··· EXCERPTED TEXT
# Introduction

- Webscrape https://www.tennislive.net for pro-level match data
- Output two .csv files 
    - Single row dataframe for summary statistics dashboard
    - point by point (Pbp) level csv file for Match Viewer website => to attach timestamps using website tagger

# Install Packages

In [1]:
import requests

from bs4 import BeautifulSoup

import pandas as pd

In [2]:
page = requests.get('https://www.tennislive.net/atp/match/bernard-tomic-VS-govind-nanda/m25-tulsa-2024/')

In [3]:
soup = BeautifulSoup(page.text, 'html')

### Check Status Code
- 200 = success
- 404 = failed

In [4]:
page.status_code

200

# Single Row For Summary Statistics Dashboard

### Match Info

In [5]:
table = soup.find('table', class_ = 'table_pmatches')
······
AIM A
Reproduce part of the tennis scraping notebook: begin at the line that has "# Install Packages" and stop after "soup = BeautifulSoup(page.text, 'html')".
The notebook text and the records are unrelated to each other.
··· RECORD SET
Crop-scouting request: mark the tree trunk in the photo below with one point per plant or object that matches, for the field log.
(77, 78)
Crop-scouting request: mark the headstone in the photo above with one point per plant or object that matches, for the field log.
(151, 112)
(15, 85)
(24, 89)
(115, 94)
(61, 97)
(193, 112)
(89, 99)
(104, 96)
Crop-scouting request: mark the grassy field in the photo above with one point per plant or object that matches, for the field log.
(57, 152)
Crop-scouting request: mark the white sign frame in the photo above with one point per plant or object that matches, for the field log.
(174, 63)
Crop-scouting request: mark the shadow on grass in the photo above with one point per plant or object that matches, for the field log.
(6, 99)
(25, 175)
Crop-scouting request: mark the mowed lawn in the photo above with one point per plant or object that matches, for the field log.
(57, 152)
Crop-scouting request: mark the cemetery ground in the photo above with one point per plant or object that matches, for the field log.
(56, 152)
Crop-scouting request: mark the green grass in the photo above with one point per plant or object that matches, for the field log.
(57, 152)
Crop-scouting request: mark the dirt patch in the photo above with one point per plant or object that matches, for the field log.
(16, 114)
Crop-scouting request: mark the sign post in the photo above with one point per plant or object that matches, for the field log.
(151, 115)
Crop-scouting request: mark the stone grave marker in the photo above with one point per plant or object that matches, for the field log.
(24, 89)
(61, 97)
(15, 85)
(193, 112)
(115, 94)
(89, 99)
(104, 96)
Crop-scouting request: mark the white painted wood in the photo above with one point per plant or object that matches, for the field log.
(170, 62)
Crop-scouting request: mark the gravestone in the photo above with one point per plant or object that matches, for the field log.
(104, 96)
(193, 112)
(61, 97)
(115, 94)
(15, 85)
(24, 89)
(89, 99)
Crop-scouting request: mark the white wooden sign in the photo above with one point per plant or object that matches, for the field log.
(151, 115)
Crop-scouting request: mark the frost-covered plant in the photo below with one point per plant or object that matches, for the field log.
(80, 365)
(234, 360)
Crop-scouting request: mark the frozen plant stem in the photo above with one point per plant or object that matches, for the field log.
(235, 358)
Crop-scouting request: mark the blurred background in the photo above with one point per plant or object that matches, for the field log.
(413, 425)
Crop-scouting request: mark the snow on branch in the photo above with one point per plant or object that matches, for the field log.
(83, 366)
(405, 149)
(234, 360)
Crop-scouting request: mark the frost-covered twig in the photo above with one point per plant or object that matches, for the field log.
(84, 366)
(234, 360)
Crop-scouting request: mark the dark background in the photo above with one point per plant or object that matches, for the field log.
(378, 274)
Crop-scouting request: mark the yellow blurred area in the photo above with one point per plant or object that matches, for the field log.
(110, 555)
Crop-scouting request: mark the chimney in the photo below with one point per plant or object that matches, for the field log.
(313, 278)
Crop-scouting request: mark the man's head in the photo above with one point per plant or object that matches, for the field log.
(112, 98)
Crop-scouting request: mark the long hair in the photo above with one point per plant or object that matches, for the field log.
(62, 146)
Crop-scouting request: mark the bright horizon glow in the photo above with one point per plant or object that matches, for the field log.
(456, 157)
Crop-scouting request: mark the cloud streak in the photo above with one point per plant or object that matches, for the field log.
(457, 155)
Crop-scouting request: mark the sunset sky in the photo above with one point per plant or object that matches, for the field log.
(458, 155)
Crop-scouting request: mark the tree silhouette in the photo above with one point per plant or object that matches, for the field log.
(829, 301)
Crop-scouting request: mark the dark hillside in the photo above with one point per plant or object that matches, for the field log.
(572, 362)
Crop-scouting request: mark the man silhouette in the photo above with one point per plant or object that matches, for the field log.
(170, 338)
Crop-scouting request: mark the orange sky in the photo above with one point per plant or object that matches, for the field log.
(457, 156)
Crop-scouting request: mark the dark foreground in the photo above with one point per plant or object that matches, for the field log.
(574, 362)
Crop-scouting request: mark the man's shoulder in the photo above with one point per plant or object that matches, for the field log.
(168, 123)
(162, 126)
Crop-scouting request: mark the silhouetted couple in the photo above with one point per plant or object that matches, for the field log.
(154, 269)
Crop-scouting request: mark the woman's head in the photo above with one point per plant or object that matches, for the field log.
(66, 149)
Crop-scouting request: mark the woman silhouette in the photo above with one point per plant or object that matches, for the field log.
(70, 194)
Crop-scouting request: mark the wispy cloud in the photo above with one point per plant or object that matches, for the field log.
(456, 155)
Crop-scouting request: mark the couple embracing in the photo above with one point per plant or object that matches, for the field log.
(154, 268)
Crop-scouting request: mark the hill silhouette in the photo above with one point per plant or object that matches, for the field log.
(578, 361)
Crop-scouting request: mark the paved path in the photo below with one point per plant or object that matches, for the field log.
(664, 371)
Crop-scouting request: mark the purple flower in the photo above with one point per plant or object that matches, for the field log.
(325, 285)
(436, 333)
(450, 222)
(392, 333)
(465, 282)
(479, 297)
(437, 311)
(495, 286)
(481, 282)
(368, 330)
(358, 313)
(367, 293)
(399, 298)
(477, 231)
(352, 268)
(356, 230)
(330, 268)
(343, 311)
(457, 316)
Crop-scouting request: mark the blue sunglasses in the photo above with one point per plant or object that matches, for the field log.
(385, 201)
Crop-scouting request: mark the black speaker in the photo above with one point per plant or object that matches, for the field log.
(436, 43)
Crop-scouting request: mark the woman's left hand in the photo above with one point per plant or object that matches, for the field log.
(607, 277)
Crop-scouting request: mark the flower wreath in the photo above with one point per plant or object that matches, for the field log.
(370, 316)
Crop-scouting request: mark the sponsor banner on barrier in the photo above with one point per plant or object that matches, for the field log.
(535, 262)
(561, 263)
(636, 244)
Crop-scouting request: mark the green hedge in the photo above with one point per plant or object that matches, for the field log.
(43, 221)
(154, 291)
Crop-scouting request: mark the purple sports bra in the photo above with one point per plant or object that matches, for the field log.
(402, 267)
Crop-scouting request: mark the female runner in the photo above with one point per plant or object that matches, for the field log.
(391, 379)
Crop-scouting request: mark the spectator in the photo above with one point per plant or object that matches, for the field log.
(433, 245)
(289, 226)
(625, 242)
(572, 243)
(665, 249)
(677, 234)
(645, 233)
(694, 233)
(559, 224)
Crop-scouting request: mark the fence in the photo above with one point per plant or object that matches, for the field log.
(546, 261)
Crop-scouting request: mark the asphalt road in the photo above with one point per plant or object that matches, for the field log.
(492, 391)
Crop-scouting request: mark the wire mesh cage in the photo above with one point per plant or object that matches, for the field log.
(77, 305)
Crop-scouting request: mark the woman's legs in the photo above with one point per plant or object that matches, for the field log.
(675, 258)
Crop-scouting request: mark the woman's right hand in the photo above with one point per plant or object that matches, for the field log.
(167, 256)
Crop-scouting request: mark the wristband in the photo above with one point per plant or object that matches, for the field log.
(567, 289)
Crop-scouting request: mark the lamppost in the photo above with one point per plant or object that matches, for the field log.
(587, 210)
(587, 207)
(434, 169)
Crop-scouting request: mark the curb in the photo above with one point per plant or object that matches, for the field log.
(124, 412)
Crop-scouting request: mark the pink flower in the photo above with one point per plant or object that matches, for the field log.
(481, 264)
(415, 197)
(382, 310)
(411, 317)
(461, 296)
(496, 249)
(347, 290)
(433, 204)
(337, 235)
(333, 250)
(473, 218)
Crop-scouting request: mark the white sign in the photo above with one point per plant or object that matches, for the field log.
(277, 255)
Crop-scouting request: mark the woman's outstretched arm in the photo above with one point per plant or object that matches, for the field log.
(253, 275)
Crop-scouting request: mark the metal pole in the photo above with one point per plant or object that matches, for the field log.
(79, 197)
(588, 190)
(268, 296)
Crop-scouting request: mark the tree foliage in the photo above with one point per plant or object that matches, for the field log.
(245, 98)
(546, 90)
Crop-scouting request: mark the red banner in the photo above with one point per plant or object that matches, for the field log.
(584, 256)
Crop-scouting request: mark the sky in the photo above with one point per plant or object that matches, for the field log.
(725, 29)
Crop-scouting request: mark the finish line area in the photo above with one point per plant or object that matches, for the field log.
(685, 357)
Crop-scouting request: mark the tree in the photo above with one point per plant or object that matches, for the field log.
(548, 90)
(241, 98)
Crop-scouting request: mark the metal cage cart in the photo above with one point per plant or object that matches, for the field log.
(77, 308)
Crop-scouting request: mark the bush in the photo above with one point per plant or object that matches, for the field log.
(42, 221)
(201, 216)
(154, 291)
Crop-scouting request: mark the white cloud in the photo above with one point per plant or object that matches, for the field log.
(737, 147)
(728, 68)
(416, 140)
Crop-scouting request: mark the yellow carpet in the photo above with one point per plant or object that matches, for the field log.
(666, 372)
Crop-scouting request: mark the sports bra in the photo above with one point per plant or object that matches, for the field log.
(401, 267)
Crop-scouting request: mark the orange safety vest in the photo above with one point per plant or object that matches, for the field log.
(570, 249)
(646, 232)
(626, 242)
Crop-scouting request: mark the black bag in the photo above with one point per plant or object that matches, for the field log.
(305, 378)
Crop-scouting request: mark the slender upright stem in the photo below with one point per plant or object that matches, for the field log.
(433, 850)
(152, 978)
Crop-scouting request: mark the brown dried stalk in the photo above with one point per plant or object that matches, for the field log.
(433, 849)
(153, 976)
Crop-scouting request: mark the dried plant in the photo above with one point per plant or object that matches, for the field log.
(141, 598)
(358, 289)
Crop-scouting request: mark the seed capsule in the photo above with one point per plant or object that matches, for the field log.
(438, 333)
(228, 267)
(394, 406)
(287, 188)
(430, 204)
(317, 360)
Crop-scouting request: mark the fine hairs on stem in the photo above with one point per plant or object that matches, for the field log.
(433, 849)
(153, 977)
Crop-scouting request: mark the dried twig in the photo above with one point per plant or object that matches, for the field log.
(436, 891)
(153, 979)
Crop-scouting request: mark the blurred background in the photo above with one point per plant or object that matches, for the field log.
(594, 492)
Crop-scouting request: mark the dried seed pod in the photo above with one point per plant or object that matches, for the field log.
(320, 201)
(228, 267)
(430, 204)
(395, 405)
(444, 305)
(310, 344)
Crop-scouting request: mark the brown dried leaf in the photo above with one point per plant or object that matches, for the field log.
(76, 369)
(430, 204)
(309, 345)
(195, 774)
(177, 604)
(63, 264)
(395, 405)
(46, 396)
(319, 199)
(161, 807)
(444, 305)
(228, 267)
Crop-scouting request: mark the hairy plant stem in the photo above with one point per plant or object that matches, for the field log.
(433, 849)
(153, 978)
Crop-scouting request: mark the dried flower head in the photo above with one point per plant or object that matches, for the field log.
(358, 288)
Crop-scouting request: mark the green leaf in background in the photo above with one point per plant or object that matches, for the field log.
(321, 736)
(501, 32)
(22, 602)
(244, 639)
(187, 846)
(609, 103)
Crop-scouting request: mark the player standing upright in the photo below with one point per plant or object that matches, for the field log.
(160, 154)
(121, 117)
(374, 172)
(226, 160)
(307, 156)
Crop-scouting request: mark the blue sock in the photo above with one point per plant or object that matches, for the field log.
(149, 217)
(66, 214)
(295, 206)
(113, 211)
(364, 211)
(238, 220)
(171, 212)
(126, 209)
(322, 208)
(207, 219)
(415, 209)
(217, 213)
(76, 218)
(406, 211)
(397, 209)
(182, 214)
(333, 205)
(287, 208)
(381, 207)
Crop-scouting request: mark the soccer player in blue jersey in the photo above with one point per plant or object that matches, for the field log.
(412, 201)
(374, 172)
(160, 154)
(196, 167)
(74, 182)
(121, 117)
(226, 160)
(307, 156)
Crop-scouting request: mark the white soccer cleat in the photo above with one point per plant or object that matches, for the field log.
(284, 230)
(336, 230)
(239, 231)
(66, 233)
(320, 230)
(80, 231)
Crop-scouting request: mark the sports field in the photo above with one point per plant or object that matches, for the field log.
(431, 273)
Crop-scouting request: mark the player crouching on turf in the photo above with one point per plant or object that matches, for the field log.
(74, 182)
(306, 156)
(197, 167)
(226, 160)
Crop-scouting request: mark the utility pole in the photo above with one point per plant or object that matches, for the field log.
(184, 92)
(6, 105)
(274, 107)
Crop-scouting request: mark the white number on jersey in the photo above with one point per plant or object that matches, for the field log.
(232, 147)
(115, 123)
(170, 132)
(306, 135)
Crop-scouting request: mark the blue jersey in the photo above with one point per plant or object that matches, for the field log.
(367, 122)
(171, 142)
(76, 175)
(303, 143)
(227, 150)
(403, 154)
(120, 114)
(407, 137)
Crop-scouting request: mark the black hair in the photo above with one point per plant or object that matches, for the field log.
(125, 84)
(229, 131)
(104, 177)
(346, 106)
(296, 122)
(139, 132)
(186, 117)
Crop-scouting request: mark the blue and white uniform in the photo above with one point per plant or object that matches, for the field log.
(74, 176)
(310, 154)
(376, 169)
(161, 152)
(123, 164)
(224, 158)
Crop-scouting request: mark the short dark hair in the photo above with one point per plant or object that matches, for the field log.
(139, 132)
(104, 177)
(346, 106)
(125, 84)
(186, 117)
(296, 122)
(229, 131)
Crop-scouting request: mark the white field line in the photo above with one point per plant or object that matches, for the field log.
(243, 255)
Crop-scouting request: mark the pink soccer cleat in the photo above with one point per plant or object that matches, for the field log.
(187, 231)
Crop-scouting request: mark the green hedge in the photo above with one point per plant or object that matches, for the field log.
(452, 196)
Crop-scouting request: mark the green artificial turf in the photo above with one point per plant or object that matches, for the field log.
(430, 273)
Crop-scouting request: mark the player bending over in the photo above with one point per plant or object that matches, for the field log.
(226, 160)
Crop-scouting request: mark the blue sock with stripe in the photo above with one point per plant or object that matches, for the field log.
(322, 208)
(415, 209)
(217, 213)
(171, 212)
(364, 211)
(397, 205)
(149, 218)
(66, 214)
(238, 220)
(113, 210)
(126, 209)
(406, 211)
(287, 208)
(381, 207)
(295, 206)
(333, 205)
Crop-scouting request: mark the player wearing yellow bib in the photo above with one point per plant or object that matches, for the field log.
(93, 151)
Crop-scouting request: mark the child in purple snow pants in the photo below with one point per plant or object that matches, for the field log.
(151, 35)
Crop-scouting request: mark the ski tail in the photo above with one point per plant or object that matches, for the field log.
······
AIM B
Gather every line of the records that contains the string "frost".

COMPLETE RESPONSE A
# Install Packages

In [1]:
import requests

from bs4 import BeautifulSoup

import pandas as pd

In [2]:
page = requests.get('https://www.tennislive.net/atp/match/bernard-tomic-VS-govind-nanda/m25-tulsa-2024/')

In [3]:
soup = BeautifulSoup(page.text, 'html')

COMPLETE RESPONSE B
Crop-scouting request: mark the frost-covered plant in the photo below with one point per plant or object that matches, for the field log.
Crop-scouting request: mark the frost-covered twig in the photo above with one point per plant or object that matches, for the field log.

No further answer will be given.